# What you have to do:
Copy every line of the data below verbatim, keeping each line as it stands.

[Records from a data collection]
[start]

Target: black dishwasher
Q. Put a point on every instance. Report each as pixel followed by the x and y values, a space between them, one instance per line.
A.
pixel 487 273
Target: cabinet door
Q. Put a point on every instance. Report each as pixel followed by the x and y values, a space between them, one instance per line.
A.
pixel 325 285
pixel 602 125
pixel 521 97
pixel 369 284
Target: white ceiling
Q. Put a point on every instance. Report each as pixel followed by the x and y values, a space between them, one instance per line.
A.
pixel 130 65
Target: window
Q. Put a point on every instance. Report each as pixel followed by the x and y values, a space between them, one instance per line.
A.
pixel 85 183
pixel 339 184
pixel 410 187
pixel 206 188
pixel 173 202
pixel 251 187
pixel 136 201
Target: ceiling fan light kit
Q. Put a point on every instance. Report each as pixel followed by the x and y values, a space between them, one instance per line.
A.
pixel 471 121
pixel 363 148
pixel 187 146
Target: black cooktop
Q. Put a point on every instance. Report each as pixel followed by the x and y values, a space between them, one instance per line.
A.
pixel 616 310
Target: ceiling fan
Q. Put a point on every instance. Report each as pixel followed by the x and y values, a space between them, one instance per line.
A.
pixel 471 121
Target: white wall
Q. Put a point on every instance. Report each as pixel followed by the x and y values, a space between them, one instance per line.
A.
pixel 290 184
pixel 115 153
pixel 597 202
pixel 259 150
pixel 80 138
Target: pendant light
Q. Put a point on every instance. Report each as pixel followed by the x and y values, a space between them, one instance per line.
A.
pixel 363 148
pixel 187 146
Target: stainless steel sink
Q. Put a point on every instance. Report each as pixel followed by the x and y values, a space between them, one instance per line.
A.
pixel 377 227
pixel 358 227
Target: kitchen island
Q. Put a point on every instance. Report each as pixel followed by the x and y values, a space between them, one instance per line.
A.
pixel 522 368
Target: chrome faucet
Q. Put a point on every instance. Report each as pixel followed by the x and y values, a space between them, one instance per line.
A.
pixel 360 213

[end]

# Complete response:
Target: black dishwasher
Q. Put a point on every instance. Report each as pixel followed by the x and y values, a space between them, one instance per line.
A.
pixel 487 273
Target: cabinet door
Q. Put a point on every instance. Report each as pixel followed by the x and y values, a space between them, one instance per line.
A.
pixel 325 285
pixel 602 125
pixel 521 97
pixel 369 284
Target: white ceiling
Q. Put a point on every instance. Report each as pixel followed by the x and y values, a space between them, one instance per line.
A.
pixel 130 65
Target: window
Q. Put a point on every instance. Report each as pixel followed by the x and y values, a space between them, one instance per line.
A.
pixel 85 183
pixel 339 184
pixel 410 187
pixel 206 188
pixel 173 202
pixel 251 187
pixel 136 201
Target: ceiling fan light kit
Q. Put a point on every instance. Report each as pixel followed by the x and y values, a space between them, one instance per line.
A.
pixel 471 121
pixel 363 148
pixel 187 146
Target: black cooktop
Q. Put a point on every instance. Report each as pixel followed by the x and y values, a space between them, one instance per line.
A.
pixel 616 310
Target: ceiling fan
Q. Put a point on every instance. Report each as pixel followed by the x and y values, a space between them, one instance per line.
A.
pixel 471 121
Target: white wall
Q. Put a point on every instance. Report each as pixel followed by the x and y values, a space between them, one instance per line.
A.
pixel 290 184
pixel 115 153
pixel 597 202
pixel 259 150
pixel 80 138
Target: pendant light
Q. Put a point on every instance. Report each as pixel followed by the x and y values, a space between them, one instance per line.
A.
pixel 363 148
pixel 187 146
Target: stainless steel sink
Q. Put a point on every instance. Report each as pixel followed by the x and y values, a space between them, one instance per line.
A.
pixel 377 227
pixel 358 227
Target: kitchen island
Q. Put a point on every instance. Report each as pixel followed by the x and y values, a space between them, one instance per line.
A.
pixel 522 368
Target: chrome faucet
Q. Put a point on every instance. Report each as pixel followed by the x and y values, a space between them, one instance per line.
A.
pixel 360 213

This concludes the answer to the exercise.